-- Provided text --
-- Opening Marker --

What's the worst that can happen as you die? Well, if you're really soundly saved, if you've sold
out for Christ, man, you're going home to your reward. You should be happy. Plus statistically,
it's all a lie put out by gates and the rest of them. So let's get into tyranny crusher.
I want to get into what you see in the world. Whoa. So this guy is basically saying, hey,
if you are, you know, right with God, then, you know, hey, if you get COVID, you'll die,
but you'll go to heaven. Yeah. I want retroactively. I want every joke about 72 virgins. I want every
complaint immediately following 9 11 of like, please, all of this, take it all fucking back.
You 72 virgins loving Christian bullshit asshole. Fuck you. It's okay to die if you're right with
God. I mean, if it's a fuck off, if it's a personal decision, I don't know how much I am going to
argue with it. It's the same problem, though, that you would have with like, let's say a terrorist
attack and that it affects other people. Yeah, it's the same thing. It's not an issue of you
getting sick. They don't issue of how many other people you could get sick and sure I can spread
the disease, but I personally don't want to wear a mask. So it's fine. It's it's because I'm right
with God. So if I even if I do die, sure, maybe I've spread it around to a few hundred people.
Well, it's that's the thing. It's fallacious. Yeah, because his argument is that the worst thing
that can happen is that you can die when that is not the worst thing that can happen. Oh no,
the worst thing that can happen is hundreds of thousands of people could die. The worst thing
that can happen as a result of you not considering yourself a part of an intricate system of
interconnected people is that you end up through your negligence or your combativeness or whatever
you're like blase. I'm going to heaven anyway. So who cares attitude? You could kill people around
you. You could you could be partially responsible for the deaths of your loved ones, strangers
all sorts of things like there's so much worse than just you dying. This is so like this is tunnel
vision stuff that's predicated on just religious messaging and it's fucking scary. I don't understand
how people don't get the this concept of like, look, I can't control other people's actions.

-- Closing Marker --

-- Problem set --
A: Transcribe the stretch of the COVID transcript from "What's the worst" through "all fucking back.".
B: Pick up the COVID transcript after its final sentence and keep it going.
You won't need the records.

-- Study material --

-- Opening Marker --

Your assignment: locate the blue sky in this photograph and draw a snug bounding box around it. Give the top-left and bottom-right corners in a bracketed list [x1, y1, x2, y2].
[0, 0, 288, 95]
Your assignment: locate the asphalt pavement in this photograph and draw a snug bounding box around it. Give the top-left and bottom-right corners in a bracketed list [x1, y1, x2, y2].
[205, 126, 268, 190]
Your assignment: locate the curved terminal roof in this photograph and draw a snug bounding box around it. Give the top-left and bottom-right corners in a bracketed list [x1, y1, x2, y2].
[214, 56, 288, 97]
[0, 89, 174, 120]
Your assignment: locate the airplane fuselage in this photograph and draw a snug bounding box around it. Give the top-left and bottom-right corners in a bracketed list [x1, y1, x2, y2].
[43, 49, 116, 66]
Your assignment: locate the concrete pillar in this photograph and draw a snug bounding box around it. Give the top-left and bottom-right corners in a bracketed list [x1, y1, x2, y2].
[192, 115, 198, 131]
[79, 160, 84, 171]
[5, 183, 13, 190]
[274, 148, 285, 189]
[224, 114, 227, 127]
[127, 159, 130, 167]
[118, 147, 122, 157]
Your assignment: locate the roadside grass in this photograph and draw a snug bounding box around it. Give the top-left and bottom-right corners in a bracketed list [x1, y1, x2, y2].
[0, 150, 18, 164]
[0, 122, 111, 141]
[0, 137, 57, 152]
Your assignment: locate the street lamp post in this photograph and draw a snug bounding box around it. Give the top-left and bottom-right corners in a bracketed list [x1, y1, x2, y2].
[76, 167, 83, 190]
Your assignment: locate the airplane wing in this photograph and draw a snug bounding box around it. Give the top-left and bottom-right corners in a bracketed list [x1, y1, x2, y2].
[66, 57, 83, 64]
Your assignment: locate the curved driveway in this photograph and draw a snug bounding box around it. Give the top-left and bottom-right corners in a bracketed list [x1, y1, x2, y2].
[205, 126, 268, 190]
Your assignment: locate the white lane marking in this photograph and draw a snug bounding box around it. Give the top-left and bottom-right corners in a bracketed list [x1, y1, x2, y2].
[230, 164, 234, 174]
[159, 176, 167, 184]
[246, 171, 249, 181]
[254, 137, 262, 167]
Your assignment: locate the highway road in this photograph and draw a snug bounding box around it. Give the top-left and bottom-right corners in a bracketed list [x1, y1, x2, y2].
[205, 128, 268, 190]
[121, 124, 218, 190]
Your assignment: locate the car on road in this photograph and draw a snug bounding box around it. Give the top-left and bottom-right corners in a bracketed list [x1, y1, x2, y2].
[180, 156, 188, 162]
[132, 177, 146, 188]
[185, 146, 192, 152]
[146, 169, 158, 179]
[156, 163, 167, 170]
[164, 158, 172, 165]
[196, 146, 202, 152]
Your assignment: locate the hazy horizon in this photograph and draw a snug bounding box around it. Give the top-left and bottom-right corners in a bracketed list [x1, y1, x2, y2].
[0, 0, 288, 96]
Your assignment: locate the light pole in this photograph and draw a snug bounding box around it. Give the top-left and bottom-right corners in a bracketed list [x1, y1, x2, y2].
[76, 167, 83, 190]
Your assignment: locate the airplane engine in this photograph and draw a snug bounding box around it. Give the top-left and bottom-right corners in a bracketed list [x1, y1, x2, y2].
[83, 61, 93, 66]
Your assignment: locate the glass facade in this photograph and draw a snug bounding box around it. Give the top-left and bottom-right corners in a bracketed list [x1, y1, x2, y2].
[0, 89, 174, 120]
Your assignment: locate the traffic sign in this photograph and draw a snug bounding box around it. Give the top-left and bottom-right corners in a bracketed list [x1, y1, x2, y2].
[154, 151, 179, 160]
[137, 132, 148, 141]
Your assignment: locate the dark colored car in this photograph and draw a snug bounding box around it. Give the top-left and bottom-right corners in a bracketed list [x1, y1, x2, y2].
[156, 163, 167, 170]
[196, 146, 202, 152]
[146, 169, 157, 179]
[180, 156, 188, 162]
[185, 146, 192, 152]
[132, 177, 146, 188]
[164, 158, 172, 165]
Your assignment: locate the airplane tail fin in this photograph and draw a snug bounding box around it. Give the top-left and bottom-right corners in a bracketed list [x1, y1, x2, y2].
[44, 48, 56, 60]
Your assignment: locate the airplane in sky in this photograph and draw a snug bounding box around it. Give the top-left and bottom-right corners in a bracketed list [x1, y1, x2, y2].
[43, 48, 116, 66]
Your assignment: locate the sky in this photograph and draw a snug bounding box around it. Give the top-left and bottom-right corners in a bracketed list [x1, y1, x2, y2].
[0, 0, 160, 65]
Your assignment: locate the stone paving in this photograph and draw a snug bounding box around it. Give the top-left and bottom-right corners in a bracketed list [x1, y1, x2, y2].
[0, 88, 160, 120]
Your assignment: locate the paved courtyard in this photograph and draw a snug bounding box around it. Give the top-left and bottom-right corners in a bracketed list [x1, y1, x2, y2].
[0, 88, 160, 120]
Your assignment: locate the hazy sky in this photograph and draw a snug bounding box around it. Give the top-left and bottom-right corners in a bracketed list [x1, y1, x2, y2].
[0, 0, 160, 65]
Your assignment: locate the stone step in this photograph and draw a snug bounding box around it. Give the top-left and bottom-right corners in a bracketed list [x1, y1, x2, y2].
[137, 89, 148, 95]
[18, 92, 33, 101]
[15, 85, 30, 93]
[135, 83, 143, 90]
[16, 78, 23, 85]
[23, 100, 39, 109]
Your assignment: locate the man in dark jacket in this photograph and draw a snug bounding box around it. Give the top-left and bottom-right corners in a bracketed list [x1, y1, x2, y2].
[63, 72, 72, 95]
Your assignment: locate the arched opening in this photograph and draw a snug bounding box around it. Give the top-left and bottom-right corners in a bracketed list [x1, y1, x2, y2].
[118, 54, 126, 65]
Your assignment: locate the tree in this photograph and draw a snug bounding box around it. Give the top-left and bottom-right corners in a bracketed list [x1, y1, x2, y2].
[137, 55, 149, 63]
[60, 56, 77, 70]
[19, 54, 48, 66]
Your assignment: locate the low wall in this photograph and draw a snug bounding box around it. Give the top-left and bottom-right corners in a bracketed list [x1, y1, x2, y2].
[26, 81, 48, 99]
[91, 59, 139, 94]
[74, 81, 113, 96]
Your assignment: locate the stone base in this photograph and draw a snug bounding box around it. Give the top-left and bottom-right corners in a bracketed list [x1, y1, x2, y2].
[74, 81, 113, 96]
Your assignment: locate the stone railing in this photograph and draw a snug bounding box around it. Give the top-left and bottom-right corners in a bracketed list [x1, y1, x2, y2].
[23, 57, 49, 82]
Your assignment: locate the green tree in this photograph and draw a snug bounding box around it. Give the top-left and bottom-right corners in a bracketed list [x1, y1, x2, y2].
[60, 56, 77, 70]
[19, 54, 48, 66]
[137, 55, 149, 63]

-- Closing Marker --

-- Outputs in order --
A:
What's the worst that can happen as you die? Well, if you're really soundly saved, if you've sold
out for Christ, man, you're going home to your reward. You should be happy. Plus statistically,
it's all a lie put out by gates and the rest of them. So let's get into tyranny crusher.
I want to get into what you see in the world. Whoa. So this guy is basically saying, hey,
if you are, you know, right with God, then, you know, hey, if you get COVID, you'll die,
but you'll go to heaven. Yeah. I want retroactively. I want every joke about 72 virgins. I want every
complaint immediately following 9 11 of like, please, all of this, take it all fucking back.

B:
So I it's possible that I can contract it. You know, I can get the I can get the virus. That's
part of the deal. I'm a human being. I can wear a mask. I can do all of this stuff. But life is
fucking unpredictable. Yeah. The only problem though is if I do know that I'm infected, and I
don't do and I don't quarantine and I don't do anything and I spread it directly to only one
person or a hundred people and one of them dies. I don't see any possible way that I'm not personally
responsible for that. Do you know what I'm saying? At least negligence. Responsibility is very murky
because of you know, but it but I had one choice to to not go outside. You know if you made it
informed a choice and you yeah, then I think that you have a little bit of culpability. Absolutely
yeah. Explain to me how you can live with that on your conscience. Yeah, and and and Rondis
doesn't care. He's doesn't give a shit and I want to say this who the fuck is Daryl Rondis
he's the pastor did. Why is he is America's passing even on this show expressing these
opinions? What value is this to the public conversation? He's America's pastor Daryl
Rondis. Now he's great. Well he did. There is one claim to fame that he has sure
Daryl Rondis is whether he has Butterflyers.com. I've probably seen him. He invented it.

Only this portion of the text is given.